____ DATA UNDER STUDY
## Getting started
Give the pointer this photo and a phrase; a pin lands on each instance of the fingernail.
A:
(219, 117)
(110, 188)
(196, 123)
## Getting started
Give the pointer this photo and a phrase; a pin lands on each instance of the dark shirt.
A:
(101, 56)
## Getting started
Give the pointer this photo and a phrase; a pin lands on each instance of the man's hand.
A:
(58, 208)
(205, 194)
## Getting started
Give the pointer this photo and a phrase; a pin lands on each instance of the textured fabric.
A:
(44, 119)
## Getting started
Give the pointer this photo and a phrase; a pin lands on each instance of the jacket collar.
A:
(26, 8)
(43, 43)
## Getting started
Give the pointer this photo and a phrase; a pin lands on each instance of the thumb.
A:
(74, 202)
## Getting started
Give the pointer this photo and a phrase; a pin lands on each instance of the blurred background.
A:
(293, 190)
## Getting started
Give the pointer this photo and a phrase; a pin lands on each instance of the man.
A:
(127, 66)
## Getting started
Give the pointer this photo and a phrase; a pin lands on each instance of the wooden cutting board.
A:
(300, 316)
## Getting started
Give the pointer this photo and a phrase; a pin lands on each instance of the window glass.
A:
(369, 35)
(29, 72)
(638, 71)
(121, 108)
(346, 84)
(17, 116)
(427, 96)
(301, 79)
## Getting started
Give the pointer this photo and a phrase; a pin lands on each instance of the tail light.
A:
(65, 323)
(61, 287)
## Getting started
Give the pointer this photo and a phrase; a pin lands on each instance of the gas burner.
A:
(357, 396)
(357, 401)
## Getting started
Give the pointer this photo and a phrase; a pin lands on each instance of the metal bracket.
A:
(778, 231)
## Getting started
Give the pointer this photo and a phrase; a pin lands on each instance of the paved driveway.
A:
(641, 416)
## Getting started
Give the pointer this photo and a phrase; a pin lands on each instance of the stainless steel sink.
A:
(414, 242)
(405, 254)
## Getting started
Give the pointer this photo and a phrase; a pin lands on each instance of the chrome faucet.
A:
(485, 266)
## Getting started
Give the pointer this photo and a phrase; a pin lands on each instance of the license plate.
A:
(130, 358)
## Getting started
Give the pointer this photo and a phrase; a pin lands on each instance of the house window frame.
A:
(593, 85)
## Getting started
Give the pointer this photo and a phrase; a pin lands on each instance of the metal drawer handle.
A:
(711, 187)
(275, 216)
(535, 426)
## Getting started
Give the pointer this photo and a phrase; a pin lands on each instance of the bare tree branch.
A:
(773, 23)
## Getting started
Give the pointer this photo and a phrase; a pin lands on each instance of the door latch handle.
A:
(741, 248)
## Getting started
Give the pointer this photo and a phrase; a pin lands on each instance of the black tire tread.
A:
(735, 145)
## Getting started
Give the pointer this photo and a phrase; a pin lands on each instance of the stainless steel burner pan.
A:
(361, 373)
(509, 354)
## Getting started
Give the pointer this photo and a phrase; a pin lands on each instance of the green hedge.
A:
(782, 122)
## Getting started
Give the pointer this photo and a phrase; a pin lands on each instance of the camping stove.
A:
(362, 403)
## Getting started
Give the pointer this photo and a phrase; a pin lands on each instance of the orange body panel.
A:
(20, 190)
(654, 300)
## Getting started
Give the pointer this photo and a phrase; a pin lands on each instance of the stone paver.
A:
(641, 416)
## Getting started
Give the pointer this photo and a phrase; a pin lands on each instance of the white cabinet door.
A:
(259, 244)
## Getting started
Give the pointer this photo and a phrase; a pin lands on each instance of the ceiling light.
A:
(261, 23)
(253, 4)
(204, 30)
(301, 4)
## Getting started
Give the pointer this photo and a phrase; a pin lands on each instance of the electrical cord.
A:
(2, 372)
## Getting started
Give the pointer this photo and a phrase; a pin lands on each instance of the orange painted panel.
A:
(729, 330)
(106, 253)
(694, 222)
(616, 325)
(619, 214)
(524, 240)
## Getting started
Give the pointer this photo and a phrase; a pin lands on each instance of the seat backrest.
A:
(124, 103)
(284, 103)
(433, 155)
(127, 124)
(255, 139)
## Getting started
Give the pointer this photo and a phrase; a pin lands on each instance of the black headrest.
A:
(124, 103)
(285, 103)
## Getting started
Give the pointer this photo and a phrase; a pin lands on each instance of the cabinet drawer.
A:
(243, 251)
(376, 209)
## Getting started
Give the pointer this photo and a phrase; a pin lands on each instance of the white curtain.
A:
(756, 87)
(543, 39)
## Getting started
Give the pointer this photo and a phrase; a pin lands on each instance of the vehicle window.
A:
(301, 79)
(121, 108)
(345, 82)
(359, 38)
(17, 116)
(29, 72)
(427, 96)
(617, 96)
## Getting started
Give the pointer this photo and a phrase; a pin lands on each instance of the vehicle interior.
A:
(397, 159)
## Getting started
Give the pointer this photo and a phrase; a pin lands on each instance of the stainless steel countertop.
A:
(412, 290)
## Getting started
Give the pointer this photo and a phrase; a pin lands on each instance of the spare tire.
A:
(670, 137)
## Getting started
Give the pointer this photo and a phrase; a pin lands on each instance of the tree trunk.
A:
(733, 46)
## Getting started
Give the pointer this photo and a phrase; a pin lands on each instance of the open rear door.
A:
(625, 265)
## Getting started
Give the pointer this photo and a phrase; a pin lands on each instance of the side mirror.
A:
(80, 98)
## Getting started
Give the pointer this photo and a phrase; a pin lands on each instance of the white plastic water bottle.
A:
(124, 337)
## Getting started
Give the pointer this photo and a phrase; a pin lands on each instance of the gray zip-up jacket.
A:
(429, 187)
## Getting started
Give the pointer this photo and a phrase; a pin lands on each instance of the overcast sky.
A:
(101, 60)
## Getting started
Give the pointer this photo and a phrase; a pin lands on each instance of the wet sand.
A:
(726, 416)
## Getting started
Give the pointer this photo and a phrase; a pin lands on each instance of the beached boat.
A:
________
◆ EXERCISE PROMPT: An exact reproduction of the listing is required, covering every entry.

◆ ANSWER TO THIS TASK:
## Getting started
Give the pointer this photo and a phrase; a pin lands on each instance of the fingernail.
A:
(219, 117)
(110, 188)
(196, 123)
## Getting started
Give the pointer this photo and a phrase; a pin lands on each instance of the dark shirt.
A:
(101, 56)
## Getting started
Give the pointer this photo and a phrase; a pin lands on each instance of the man's hand.
A:
(58, 208)
(205, 194)
## Getting started
Give the pointer this photo and a phrase; a pin lands on each instance of the textured fabric.
A:
(44, 119)
## Getting started
Give the pointer this photo and a phrase; a pin lands on each instance of the jacket collar.
A:
(26, 8)
(43, 43)
## Getting started
Give the pointer this photo and a phrase; a pin lands on each instance of the thumb.
A:
(74, 202)
## Getting started
Give the pointer this photo and a phrase; a pin lands on each instance of the blurred background.
A:
(293, 190)
## Getting started
Give the pointer this photo and a phrase; a pin lands on each instance of the man.
A:
(127, 66)
## Getting started
Give the pointer this photo and a phrase; a pin lands on each instance of the wooden cutting board.
A:
(300, 316)
## Getting started
Give the pointer this photo and a phrase; a pin lands on each instance of the window glass.
A:
(369, 35)
(29, 72)
(638, 71)
(121, 108)
(346, 84)
(17, 116)
(427, 96)
(301, 79)
## Getting started
Give the pointer this photo and a phrase; a pin lands on each instance of the tail light.
A:
(65, 323)
(61, 287)
## Getting started
Give the pointer this photo and a phrase; a pin lands on each instance of the gas burner.
A:
(357, 396)
(357, 401)
## Getting started
Give the pointer this photo and a phrase; a pin lands on each instance of the metal bracket.
A:
(778, 231)
## Getting started
Give the pointer this photo and a phrase; a pin lands on each instance of the paved driveway.
A:
(641, 416)
## Getting started
Give the pointer this photo and a phrase; a pin lands on each instance of the stainless steel sink.
A:
(414, 242)
(405, 254)
## Getting started
Give the pointer this photo and a phrase; a pin lands on each instance of the chrome faucet.
A:
(485, 266)
## Getting started
Give the pointer this photo and a phrase; a pin lands on each instance of the license plate.
A:
(130, 358)
## Getting started
Give the pointer this photo and a phrase; a pin lands on each instance of the house window frame.
A:
(593, 85)
## Getting started
Give the pointer this photo and a phrase; a pin lands on each instance of the metal drawer handle.
A:
(711, 187)
(275, 216)
(535, 426)
## Getting started
Give the pointer this photo and a phrase; a pin lands on each instance of the bare tree branch.
A:
(773, 23)
## Getting started
Give the pointer this photo and a phrase; a pin lands on each instance of the door latch handle.
A:
(741, 248)
## Getting started
Give the pointer this photo and a phrase; a pin lands on each instance of the black tire tread.
A:
(735, 145)
## Getting started
Give the pointer this photo and a phrase; a pin lands on each instance of the stainless steel burner pan.
A:
(361, 373)
(509, 354)
## Getting started
Give the pointer this photo and a phrase; a pin lands on each instance of the green hedge.
A:
(782, 122)
## Getting started
Give the pointer this photo and a phrase; a pin lands on each instance of the camping stove.
A:
(362, 403)
## Getting started
Give the pointer this photo and a phrase; a pin lands on each instance of the orange body panel.
A:
(20, 190)
(654, 300)
## Getting started
Give the pointer this photo and a phrase; a pin lands on each instance of the stone paver.
A:
(641, 416)
## Getting started
Give the pointer this photo and a phrase; a pin lands on each instance of the white cabinet door.
A:
(259, 244)
## Getting started
Give the pointer this photo and a phrase; a pin lands on each instance of the ceiling light.
A:
(261, 23)
(253, 4)
(204, 30)
(301, 4)
## Getting started
Give the pointer this photo and a phrase; a pin lands on each instance of the electrical cord.
A:
(2, 372)
## Getting started
Give the pointer this photo and a phrase; a pin lands on each instance of the orange painted panel.
A:
(729, 330)
(106, 253)
(694, 222)
(616, 325)
(619, 214)
(524, 240)
## Getting started
Give the pointer this photo and a phrase; a pin lands on each instance of the seat backrest.
A:
(124, 103)
(284, 103)
(433, 155)
(127, 124)
(255, 139)
## Getting started
Give the pointer this photo and a phrase; a pin lands on each instance of the black headrest.
A:
(124, 103)
(285, 103)
## Getting started
Give the pointer this photo and a phrase; a pin lands on each instance of the cabinet drawer.
A:
(243, 251)
(376, 209)
## Getting started
Give the pointer this photo and a phrase; a pin lands on each instance of the white curtain.
A:
(756, 87)
(543, 39)
## Getting started
Give the pointer this photo and a phrase; a pin lands on each instance of the vehicle window.
A:
(301, 79)
(121, 108)
(345, 82)
(359, 38)
(17, 116)
(29, 72)
(427, 96)
(617, 96)
## Getting started
Give the pointer this photo and a phrase; a pin lands on each instance of the vehicle interior.
A:
(397, 159)
## Getting started
Give the pointer this photo and a phrase; a pin lands on each instance of the stainless steel countertop.
A:
(412, 290)
## Getting started
Give the pointer this photo and a phrase; a pin lands on each instance of the spare tire.
A:
(670, 137)
## Getting started
Give the pointer this photo and a phrase; a pin lands on each instance of the tree trunk.
A:
(733, 46)
## Getting started
Give the pointer this photo and a phrase; a pin lands on each instance of the open rear door.
A:
(625, 265)
## Getting started
Give the pointer this photo and a phrase; a pin lands on each instance of the side mirror.
A:
(80, 98)
## Getting started
Give the pointer this photo and a phrase; a pin lands on each instance of the white plastic water bottle.
A:
(124, 337)
## Getting started
Give the pointer this photo and a phrase; a pin lands on each instance of the gray zip-up jacket.
A:
(429, 187)
## Getting started
Give the pointer this photo and a phrase; a pin lands on each instance of the overcast sky.
A:
(101, 60)
## Getting started
Give the pointer this photo and a phrase; a pin lands on each instance of the wet sand.
A:
(726, 416)
## Getting started
Give the pointer this photo and a phrase; a pin lands on each instance of the beached boat.
A:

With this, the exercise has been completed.